▸ OBJECTIVE: What follows is a listing; restate every line of it word for word.

▸ EXERCISE MATERIAL:
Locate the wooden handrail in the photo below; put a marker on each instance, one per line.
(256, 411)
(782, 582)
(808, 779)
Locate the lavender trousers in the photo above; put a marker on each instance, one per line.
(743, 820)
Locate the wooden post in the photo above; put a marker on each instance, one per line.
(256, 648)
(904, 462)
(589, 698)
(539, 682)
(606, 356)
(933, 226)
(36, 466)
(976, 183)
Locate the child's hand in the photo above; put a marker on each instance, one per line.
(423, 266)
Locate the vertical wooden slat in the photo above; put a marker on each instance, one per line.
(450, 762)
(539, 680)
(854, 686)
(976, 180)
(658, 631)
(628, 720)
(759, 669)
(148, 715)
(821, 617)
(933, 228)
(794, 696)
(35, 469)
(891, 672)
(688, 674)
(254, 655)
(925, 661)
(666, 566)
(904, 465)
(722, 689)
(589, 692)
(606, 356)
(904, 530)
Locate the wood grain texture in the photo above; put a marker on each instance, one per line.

▸ CORRECT OUTPUT:
Locate the wooden handrail in the photo below; put a marker on each instance, one per line.
(256, 411)
(782, 582)
(808, 779)
Locate the lavender trousers in the photo above; put a marker on each instance, one per line.
(743, 820)
Locate the wooden post in the photo above; put a marker on each instance, one per line.
(256, 648)
(904, 462)
(589, 698)
(539, 682)
(606, 356)
(933, 226)
(36, 466)
(976, 183)
Locate the child's hand in the photo above; put a marker on each instance, one per line.
(423, 266)
Locate the vertical wooden slat in the photo above; put a marker on each instance, one per line.
(450, 762)
(539, 680)
(854, 686)
(976, 180)
(658, 631)
(628, 720)
(759, 669)
(148, 715)
(821, 617)
(933, 228)
(794, 696)
(35, 469)
(891, 672)
(688, 674)
(254, 655)
(925, 661)
(666, 566)
(904, 465)
(722, 689)
(589, 692)
(606, 356)
(904, 530)
Locate the wood grain texture in the photo above; put a marker on each instance, one per line.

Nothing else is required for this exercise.